* YOUR ASSIGNMENT *
All the data should come back exactly as it was given.
** RECORDS SUPPLIED follows **
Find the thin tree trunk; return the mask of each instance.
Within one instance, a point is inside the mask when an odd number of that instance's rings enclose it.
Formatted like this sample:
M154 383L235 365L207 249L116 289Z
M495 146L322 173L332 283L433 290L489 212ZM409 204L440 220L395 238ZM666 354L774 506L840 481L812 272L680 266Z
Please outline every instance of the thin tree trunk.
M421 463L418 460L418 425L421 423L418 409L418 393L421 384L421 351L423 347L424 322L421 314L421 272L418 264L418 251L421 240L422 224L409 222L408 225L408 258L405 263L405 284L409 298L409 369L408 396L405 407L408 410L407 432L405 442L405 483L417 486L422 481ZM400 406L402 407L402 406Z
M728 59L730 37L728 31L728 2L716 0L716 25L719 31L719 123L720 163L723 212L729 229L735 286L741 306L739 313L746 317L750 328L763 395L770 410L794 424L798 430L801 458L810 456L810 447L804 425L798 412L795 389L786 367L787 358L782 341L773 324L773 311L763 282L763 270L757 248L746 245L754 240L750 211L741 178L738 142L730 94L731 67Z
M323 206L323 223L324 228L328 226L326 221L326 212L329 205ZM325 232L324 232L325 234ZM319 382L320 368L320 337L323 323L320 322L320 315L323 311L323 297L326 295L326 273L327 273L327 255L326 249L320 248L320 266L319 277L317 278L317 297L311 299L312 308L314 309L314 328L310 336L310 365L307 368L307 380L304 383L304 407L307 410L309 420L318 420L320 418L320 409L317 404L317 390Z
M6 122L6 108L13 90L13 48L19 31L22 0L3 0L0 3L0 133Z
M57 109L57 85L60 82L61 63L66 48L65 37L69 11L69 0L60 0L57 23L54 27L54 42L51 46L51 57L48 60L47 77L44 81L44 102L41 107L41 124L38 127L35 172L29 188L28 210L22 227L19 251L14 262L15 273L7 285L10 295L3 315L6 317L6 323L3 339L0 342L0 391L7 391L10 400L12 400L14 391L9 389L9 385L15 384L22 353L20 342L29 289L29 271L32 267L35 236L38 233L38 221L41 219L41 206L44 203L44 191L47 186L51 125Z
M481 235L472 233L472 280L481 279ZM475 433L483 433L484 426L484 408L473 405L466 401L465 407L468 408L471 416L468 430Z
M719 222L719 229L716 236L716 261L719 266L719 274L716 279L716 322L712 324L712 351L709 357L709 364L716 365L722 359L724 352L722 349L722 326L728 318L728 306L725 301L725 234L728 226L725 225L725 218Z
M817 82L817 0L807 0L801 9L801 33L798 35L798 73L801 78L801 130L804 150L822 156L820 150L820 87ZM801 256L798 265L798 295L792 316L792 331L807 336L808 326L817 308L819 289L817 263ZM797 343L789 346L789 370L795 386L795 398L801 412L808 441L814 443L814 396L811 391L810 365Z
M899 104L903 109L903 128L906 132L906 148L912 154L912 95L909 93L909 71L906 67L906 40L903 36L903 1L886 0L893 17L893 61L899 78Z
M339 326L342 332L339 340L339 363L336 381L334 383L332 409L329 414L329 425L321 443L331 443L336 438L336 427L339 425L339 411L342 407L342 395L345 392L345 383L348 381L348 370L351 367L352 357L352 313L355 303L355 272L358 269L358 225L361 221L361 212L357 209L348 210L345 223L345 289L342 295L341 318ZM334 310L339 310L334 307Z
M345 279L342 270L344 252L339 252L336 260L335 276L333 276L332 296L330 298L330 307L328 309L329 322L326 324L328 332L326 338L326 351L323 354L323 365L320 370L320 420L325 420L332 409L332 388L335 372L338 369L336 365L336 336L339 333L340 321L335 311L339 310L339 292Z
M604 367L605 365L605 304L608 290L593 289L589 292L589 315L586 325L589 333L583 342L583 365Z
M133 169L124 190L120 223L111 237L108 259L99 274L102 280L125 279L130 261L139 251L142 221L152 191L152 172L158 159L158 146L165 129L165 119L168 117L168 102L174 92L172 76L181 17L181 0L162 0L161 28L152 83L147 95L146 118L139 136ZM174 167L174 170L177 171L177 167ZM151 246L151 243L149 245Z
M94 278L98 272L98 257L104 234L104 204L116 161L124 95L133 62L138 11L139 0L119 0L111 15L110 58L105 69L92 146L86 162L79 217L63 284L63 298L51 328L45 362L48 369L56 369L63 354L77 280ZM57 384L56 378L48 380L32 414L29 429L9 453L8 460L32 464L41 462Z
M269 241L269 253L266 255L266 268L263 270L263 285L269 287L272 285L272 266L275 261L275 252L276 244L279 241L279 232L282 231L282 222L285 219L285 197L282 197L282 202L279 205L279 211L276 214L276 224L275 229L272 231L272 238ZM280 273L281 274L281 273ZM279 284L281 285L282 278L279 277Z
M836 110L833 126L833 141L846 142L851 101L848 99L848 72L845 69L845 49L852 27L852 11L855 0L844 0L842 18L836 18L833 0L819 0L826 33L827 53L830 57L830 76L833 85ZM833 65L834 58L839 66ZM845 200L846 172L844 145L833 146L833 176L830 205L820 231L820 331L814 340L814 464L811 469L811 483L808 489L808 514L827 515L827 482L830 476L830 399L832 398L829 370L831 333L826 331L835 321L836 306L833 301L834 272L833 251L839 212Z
** End of RECORDS SUPPLIED **
* EXPECTED OUTPUT *
Find the thin tree trunk; return the mask of each instance.
Within one instance, a point is inside the mask when an odd number of that instance's rings enclose it.
Formatted like this sample:
M154 383L235 365L207 249L116 289Z
M495 146L322 173L332 283L433 290L489 212ZM409 204L440 220L395 238ZM666 354L774 506L840 481L812 272L680 266Z
Please outline every instance of the thin tree trunk.
M421 463L418 460L418 425L421 423L418 409L418 393L421 384L421 351L423 347L424 322L421 314L421 272L418 264L418 251L421 240L422 224L409 222L408 225L408 258L405 263L405 284L409 298L409 369L408 396L405 407L408 410L407 432L405 442L405 483L417 486L422 481ZM400 406L402 407L402 406Z
M728 59L730 37L728 31L728 2L716 0L716 25L719 31L719 123L720 163L723 212L729 229L735 286L741 306L739 313L746 317L750 328L763 395L770 410L794 424L798 430L801 458L810 456L810 447L804 425L798 412L795 389L786 367L787 358L782 341L773 324L773 311L763 282L763 270L757 248L746 245L754 240L750 211L741 178L738 142L730 94L731 67Z
M323 206L323 223L324 228L328 226L326 221L326 212L329 205ZM325 232L324 232L325 234ZM319 382L320 368L320 337L323 323L320 322L320 315L323 311L323 297L326 295L326 273L327 273L327 255L326 249L320 248L320 266L319 277L317 278L317 297L311 299L312 308L314 309L314 328L310 336L310 365L307 368L307 380L304 383L304 407L307 410L309 420L318 420L320 418L320 409L317 404L317 390Z
M6 122L6 108L13 90L13 48L19 31L22 0L3 0L0 3L0 133Z
M57 109L57 85L60 82L61 63L66 48L65 37L69 11L69 0L60 0L57 23L54 27L54 42L51 46L51 57L48 60L47 77L44 81L44 102L41 107L41 124L38 127L35 172L29 188L28 210L22 227L19 251L14 262L15 273L7 285L10 295L3 315L6 317L6 323L3 339L0 342L0 391L7 391L10 400L12 400L14 391L9 389L9 385L15 384L22 353L20 342L29 289L29 271L32 267L35 236L38 233L38 221L41 219L41 206L44 203L44 191L47 186L51 125Z
M481 235L472 233L472 280L481 279ZM475 433L483 433L484 426L484 408L473 405L466 401L465 407L468 408L471 416L468 430Z
M719 222L719 229L716 236L716 261L719 266L719 274L716 279L716 322L712 324L712 351L709 357L709 364L716 365L722 359L724 352L722 349L722 326L728 318L728 306L725 301L725 234L728 226L725 225L725 218Z
M817 82L817 0L807 0L801 9L801 33L798 35L798 73L801 78L801 130L804 150L822 156L820 150L820 87ZM801 256L798 265L798 295L792 316L792 331L807 336L808 326L817 308L819 289L817 263ZM797 343L789 346L789 370L795 386L795 398L801 412L808 441L814 443L814 396L811 391L810 365Z
M899 104L903 109L903 128L906 132L906 148L912 154L912 95L909 93L909 71L906 67L906 40L903 36L903 1L886 0L893 17L893 61L899 78Z
M339 326L342 332L339 340L339 363L336 381L334 383L332 409L329 414L329 425L321 443L331 443L336 438L336 427L339 425L339 411L342 407L342 395L345 392L345 383L348 381L348 370L351 367L352 357L352 313L355 303L355 272L358 269L358 225L361 221L361 212L357 209L348 210L345 223L345 289L342 295L341 318ZM334 310L339 310L334 307Z
M345 279L342 270L344 252L339 252L336 260L335 276L333 276L332 296L330 298L330 307L328 309L329 322L326 324L328 332L326 338L326 351L323 354L323 365L320 370L320 420L325 420L332 409L332 388L335 372L338 369L336 365L336 336L339 333L340 321L335 311L339 310L339 292Z
M604 367L605 365L605 304L608 290L593 289L589 292L589 315L586 325L589 333L583 342L583 365Z
M133 169L124 190L120 223L111 237L108 259L99 274L102 280L125 279L130 261L139 251L142 221L152 191L152 172L158 159L158 146L165 129L165 119L168 117L168 102L174 92L172 76L181 17L181 0L162 0L161 28L152 83L147 95L146 118L139 136ZM174 167L174 170L177 171L177 167ZM151 246L151 243L149 245Z
M94 278L98 272L98 257L104 234L104 204L116 161L124 95L133 62L138 11L139 0L119 0L111 15L110 58L105 69L92 146L86 162L79 217L63 284L63 298L51 328L45 362L48 369L56 369L63 354L77 280ZM57 384L56 378L48 380L32 414L29 429L9 453L8 460L32 464L41 462Z
M269 241L269 253L266 255L266 268L263 270L263 285L269 287L272 285L272 266L275 261L275 252L276 244L279 241L279 232L282 231L282 222L285 219L285 197L282 197L282 202L279 205L279 211L276 214L276 224L275 229L272 231L272 238ZM280 273L281 274L281 273ZM279 284L281 285L282 278L279 277Z
M836 110L833 126L833 141L846 142L851 101L848 99L848 72L845 69L845 49L852 27L852 11L855 0L844 0L842 18L836 18L833 0L819 0L826 33L827 53L830 57L830 76L833 85ZM833 65L834 58L839 66ZM845 200L846 172L844 145L833 146L833 176L830 205L820 231L820 331L814 340L814 464L811 469L811 483L808 489L808 514L827 515L827 482L830 476L830 399L832 398L829 370L831 333L826 331L835 321L836 306L833 301L834 272L833 251L839 212Z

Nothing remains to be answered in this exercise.